§ Prompt: How many lines of the items below contain the string "hair" with matching case? Reply with the number alone.
>> Begin Exercise material
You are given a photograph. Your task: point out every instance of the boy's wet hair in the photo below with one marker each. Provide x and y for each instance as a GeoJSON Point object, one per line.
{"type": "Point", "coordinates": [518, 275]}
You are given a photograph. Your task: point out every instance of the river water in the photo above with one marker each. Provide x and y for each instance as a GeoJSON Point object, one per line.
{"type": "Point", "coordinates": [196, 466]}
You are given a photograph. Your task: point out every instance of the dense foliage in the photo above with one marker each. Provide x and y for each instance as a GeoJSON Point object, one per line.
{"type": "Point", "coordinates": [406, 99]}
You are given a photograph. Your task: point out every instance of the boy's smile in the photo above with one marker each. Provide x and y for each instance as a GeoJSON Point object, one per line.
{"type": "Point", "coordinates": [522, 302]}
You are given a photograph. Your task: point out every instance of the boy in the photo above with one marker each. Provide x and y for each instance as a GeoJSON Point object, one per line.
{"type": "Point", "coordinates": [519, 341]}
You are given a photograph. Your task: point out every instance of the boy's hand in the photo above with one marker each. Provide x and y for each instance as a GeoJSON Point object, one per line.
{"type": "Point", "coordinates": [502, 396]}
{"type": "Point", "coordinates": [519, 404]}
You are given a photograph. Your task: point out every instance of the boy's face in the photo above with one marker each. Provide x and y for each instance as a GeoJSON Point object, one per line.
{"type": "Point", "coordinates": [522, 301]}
>> End Exercise material
>> Begin Exercise material
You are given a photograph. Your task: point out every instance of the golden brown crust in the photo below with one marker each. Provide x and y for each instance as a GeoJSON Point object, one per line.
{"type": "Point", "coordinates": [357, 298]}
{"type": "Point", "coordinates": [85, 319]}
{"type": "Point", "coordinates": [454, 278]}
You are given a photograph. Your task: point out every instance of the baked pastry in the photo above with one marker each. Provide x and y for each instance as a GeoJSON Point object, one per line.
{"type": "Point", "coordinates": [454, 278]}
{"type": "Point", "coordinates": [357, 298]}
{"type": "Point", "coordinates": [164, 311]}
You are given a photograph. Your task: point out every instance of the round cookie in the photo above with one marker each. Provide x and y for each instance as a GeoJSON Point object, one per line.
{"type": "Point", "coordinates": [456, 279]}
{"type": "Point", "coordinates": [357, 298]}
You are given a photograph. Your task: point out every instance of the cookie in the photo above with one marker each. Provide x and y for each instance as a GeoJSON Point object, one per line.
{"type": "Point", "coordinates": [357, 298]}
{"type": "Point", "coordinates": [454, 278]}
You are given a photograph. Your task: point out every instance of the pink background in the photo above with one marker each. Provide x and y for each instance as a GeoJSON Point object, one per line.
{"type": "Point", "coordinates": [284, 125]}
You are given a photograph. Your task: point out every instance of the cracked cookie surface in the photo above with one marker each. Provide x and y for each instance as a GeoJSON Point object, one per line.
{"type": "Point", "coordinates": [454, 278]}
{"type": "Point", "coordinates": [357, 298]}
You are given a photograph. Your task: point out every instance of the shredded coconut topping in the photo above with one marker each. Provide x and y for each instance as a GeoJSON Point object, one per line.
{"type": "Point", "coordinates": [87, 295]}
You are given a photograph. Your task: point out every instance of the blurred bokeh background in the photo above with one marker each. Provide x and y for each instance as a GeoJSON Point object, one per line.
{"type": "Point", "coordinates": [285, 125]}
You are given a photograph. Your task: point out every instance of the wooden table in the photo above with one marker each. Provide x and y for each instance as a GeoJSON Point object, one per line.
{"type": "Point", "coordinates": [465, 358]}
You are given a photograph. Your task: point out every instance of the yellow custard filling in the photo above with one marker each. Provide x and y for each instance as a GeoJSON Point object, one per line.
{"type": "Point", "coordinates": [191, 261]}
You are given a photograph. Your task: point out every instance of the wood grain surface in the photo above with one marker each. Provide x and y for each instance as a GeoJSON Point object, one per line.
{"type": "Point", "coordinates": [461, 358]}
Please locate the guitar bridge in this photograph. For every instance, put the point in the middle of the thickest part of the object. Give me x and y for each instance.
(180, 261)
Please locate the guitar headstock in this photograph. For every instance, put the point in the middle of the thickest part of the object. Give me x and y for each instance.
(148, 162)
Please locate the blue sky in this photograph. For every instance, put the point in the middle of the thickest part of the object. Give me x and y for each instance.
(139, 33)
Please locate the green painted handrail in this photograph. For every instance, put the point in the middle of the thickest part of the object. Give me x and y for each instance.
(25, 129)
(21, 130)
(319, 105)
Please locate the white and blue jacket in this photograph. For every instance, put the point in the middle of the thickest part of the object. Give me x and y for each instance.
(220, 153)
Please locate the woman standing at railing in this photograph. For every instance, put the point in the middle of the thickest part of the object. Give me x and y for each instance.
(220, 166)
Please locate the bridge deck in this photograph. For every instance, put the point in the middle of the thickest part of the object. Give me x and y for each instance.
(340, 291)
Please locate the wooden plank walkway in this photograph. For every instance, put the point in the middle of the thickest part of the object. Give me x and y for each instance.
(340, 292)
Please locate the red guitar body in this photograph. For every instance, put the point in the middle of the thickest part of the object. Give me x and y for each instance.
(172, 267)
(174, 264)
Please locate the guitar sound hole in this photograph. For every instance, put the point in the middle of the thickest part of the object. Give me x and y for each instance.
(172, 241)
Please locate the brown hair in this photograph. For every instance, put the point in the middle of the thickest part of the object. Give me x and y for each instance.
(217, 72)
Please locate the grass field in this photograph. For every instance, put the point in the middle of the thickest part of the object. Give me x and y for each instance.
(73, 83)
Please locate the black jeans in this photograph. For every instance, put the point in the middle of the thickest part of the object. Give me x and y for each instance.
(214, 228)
>> End Exercise material
§ Task response: 2